Pointing dataset records
((
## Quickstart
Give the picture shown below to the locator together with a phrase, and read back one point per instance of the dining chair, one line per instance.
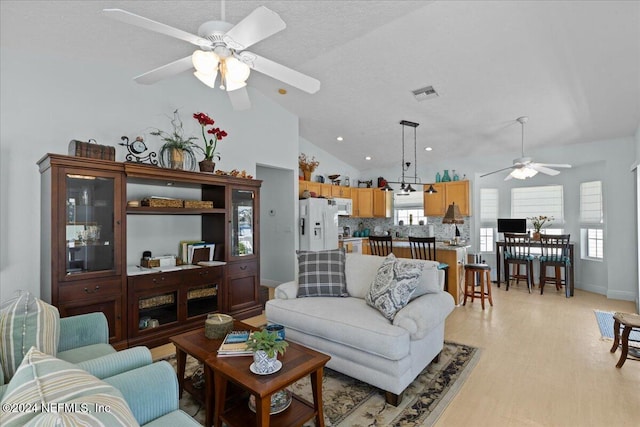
(555, 253)
(381, 245)
(517, 253)
(425, 248)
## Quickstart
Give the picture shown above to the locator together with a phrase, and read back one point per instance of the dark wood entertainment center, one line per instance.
(83, 248)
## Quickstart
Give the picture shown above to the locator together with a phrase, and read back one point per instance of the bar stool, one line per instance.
(629, 321)
(470, 283)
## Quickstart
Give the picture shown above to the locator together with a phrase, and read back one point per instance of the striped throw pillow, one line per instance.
(49, 391)
(26, 321)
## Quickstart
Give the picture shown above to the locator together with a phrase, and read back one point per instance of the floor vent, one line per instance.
(425, 93)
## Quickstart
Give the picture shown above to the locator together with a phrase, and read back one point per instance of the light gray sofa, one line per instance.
(362, 343)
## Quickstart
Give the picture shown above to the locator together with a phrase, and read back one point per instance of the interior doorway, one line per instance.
(278, 204)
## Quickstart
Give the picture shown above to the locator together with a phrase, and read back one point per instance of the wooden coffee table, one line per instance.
(197, 345)
(297, 362)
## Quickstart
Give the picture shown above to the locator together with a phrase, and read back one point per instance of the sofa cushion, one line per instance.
(346, 321)
(395, 282)
(360, 271)
(93, 410)
(321, 273)
(26, 321)
(42, 379)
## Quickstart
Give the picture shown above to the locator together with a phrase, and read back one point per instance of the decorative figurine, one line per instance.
(136, 148)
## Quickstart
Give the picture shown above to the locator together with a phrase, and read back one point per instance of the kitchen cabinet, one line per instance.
(382, 203)
(338, 191)
(362, 202)
(313, 187)
(436, 204)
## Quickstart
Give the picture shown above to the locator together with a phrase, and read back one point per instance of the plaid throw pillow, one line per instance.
(395, 282)
(321, 274)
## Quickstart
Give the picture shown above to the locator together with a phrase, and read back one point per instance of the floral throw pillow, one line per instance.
(393, 285)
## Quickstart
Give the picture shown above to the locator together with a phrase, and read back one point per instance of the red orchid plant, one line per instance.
(209, 144)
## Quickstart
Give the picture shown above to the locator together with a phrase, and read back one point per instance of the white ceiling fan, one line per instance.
(524, 167)
(221, 50)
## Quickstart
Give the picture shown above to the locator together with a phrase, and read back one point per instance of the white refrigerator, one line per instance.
(318, 228)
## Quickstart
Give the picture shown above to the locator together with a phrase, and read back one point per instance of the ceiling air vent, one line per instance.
(425, 93)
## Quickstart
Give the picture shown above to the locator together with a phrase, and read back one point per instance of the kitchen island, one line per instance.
(453, 255)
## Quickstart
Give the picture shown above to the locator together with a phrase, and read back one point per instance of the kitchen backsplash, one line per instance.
(440, 231)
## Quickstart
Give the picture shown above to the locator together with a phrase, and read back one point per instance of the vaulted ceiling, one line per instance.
(573, 67)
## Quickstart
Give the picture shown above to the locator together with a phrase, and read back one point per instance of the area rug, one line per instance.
(352, 403)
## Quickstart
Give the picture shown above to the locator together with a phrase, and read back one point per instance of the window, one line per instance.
(488, 218)
(408, 206)
(527, 202)
(591, 220)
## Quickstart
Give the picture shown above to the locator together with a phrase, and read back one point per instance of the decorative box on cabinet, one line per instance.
(436, 204)
(82, 239)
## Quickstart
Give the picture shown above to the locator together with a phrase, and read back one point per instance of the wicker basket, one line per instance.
(162, 203)
(202, 292)
(199, 204)
(156, 301)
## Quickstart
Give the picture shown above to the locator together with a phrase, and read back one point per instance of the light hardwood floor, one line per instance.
(543, 363)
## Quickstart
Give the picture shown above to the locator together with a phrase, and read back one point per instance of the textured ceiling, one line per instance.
(573, 67)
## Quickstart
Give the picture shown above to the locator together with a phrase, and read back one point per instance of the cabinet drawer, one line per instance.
(202, 276)
(89, 289)
(242, 268)
(151, 281)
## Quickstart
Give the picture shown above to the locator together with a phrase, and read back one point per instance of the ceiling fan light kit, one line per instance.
(524, 167)
(221, 50)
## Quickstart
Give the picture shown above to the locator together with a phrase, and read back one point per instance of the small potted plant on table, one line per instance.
(176, 148)
(265, 346)
(538, 222)
(209, 150)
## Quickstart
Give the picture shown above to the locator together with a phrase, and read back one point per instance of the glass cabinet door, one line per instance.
(242, 222)
(90, 224)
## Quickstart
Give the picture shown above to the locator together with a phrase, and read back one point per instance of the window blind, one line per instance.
(591, 211)
(488, 205)
(546, 200)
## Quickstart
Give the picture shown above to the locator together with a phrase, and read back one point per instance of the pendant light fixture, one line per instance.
(405, 182)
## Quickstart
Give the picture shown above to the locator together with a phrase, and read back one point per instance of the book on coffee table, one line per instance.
(235, 344)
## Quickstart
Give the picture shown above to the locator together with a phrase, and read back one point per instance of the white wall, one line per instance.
(47, 101)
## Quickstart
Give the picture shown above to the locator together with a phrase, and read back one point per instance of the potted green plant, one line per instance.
(209, 150)
(538, 222)
(177, 148)
(265, 346)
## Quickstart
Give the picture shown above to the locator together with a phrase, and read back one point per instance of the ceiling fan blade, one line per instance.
(543, 169)
(499, 170)
(240, 99)
(563, 165)
(148, 24)
(258, 25)
(169, 70)
(280, 72)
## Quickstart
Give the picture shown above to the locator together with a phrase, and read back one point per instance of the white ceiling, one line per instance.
(573, 67)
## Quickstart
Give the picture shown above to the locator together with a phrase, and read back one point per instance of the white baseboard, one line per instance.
(270, 283)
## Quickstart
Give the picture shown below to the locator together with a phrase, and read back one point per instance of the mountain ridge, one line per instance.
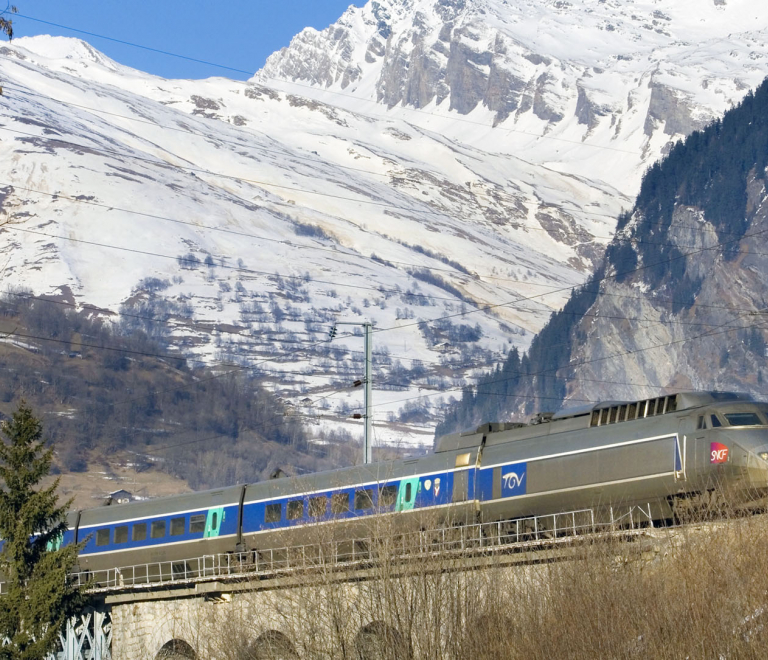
(271, 208)
(678, 301)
))
#### What you need to do
Leave out the pictures and copy everything else in the records word for word.

#### Response
## Quickstart
Give the picture shown below to the locator together with a phrase, and read back one point per instance of the dining chair, one line per instance.
(555, 253)
(381, 245)
(517, 253)
(425, 248)
## Quickstart
Give the picture shown above to the locator together with a phrase, and read back one point per instance of the dark wood entertainment center, one line per instance.
(83, 248)
## Quickstart
Give the picture shown above to the locator together with a phrase, and read back one point per instance of the bar stool, one line per instance.
(629, 321)
(470, 283)
## Quickstart
Give the picture shown above to the locator together with a phrase, and read back one point per instance of the striped throw pillow, one line per instance.
(49, 391)
(26, 321)
## Quickstart
Give the picture shown above to the locator together with a phrase, and read back one point per instance of the floor vent, one line per instance.
(425, 93)
## Quickstart
Give the picture shown above to the locator together with a phrase, and read back one point per instance of the light gray sofa, one line per instance.
(362, 343)
## Quickstart
Give the picture shown above to the locator together with a phrase, and read back one point per instance of the interior doorway, one line per instance.
(278, 204)
## Quickstart
Give the picture shown above to the locator together with a phrase, and read back one point per instance of the wooden coffee table, one line per instance.
(197, 345)
(297, 362)
## Quickstart
Give the picture shown above to the locator together with a phrase, and read back one point per instance of the sofa cushion, one line per instance.
(346, 321)
(395, 282)
(360, 271)
(93, 410)
(321, 273)
(26, 321)
(42, 379)
## Quickstart
Give the picture shown above to the locator together with a phrase, and read back one point per instance of the decorative figurine, one line per instance.
(136, 148)
## Quickstart
Give the picture shown above to the locator together with a phrase, and read back one point per instance of the kitchen cabinet, one line per instance.
(382, 203)
(338, 191)
(362, 202)
(313, 187)
(436, 204)
## Quickstart
Give the picture shown above to the locator together with a phrase, and read back one point per instance of the plaid throw pillow, one line per instance.
(395, 282)
(321, 274)
## Quickstart
Give the picture shown above to the locator together with a phrase, and read back one point per instance of the floral throw pillow, one line per instance.
(393, 285)
## Quickstart
Give the picture shown above to the locator together with a phrase, and read back one point per instance of the red orchid plant, one line per instance.
(209, 144)
## Quickstart
Give the picture shown above to the locator together with a phrase, and read back one point per instance of the white ceiling fan, one line per instance.
(524, 167)
(221, 50)
## Quickstart
Give the picture shown above to the locator together with a phrase, and read back one point per instance of the white refrigerator, one line per instance.
(318, 228)
## Quickstart
Give the picture shown above to the locator together with a phrase, and read back one point per instance of the ceiling air vent, one line per instance.
(425, 93)
## Quickstart
Give the picture shown above to the locator together with a phrase, and read back one point per instance of the kitchen island, one line per instance.
(453, 255)
## Quickstart
Give the picture shown above to the locator together with a phrase, and read back one point per instance of the kitchen backsplash, one line per instance.
(440, 231)
## Quickstart
Give the picture shown above to the locator together with a phrase, and read back one point per instance of the vaulted ceiling, one line per instance.
(573, 67)
## Quickstart
Give the picture shown above to the locator together with a phrase, and read back one point per instance of the area rug, one line per instance.
(352, 403)
## Quickstart
Give the picture shown above to the locator together with a phrase, and read back one point per instance of the window, one line per instance.
(488, 218)
(408, 206)
(527, 202)
(591, 220)
## Quickstart
Give the picture shown above to the locator together with a phrase, and read back one point per instance of the decorative box on cabinet, one line per instance.
(436, 204)
(82, 239)
## Quickstart
Give the picture shown above to the locator together with a phrase, and read back one point per instance of the wicker basket, one line per instance.
(162, 203)
(202, 292)
(199, 204)
(156, 301)
## Quickstart
Give the picture shown above to the locator together with a phrase, and read back one point per instance of the light hardwood floor, one line per instance.
(543, 363)
## Quickstart
Give the picture shown above to the locator together with a phrase, and read back one point per instance of the textured ceiling, one line per instance.
(573, 67)
## Quickstart
Give the picture shown above to the locator together with a phrase, and read back one point per instance of the cabinet drawer, one line per instance.
(202, 276)
(89, 289)
(242, 268)
(151, 281)
## Quickstart
Give the picture shown above to the locator together with a phrase, and read back one point per instance of the ceiling fan light kit, one line per instance.
(524, 167)
(221, 50)
## Quickstart
Give the picture shown above to the locator together with a phrase, and read back one point per instance of the small potted plant on table, one line per instance.
(176, 148)
(265, 346)
(538, 222)
(209, 150)
## Quickstart
Give the picture shown above to the locator together with a phrase, and read back one point per instance of the glass cabinet door, one line per instance.
(242, 222)
(90, 224)
## Quickstart
Give the picture shown above to the locator together with a phrase, and read back one point per instance of the window blind, one line per instance.
(591, 211)
(488, 205)
(546, 200)
## Quickstart
Give the picture shown above to the locator together with a phrase, and read back one point per instance of the pendant light fixture, one line per instance.
(405, 182)
## Quickstart
Give the picture shown above to the locator together with a phrase, and read back one point per instance of the book on coffee table, one line per instance.
(235, 344)
## Quickstart
Give the picture shown above to the locator together with a phrase, and read back one point per instance of the white wall, one line per instance.
(47, 101)
## Quickstart
Give the picture shown above to the locator together with a phrase, and read back one point per instance of the potted green plant, one line per instance.
(209, 150)
(538, 222)
(177, 148)
(265, 346)
## Quickstart
Give the picture shown above to the locator together with a phrase, and read back one point per instance of the ceiling fan blade, one line per instance.
(543, 169)
(499, 170)
(240, 99)
(563, 165)
(148, 24)
(258, 25)
(169, 70)
(280, 72)
## Quickstart
Give the picture shown above to the locator together with a phrase, and read back one point per instance of the white ceiling, one line per instance.
(573, 67)
## Quickstart
Give the picture shown above to the locator together with a phrase, and read back one point per instance of the white baseboard, one line per instance.
(270, 283)
## Quickstart
Give the picture shown below to the locator together with a phrase, and read back one point per instance of the mountain ridge, one line per instance.
(271, 208)
(678, 301)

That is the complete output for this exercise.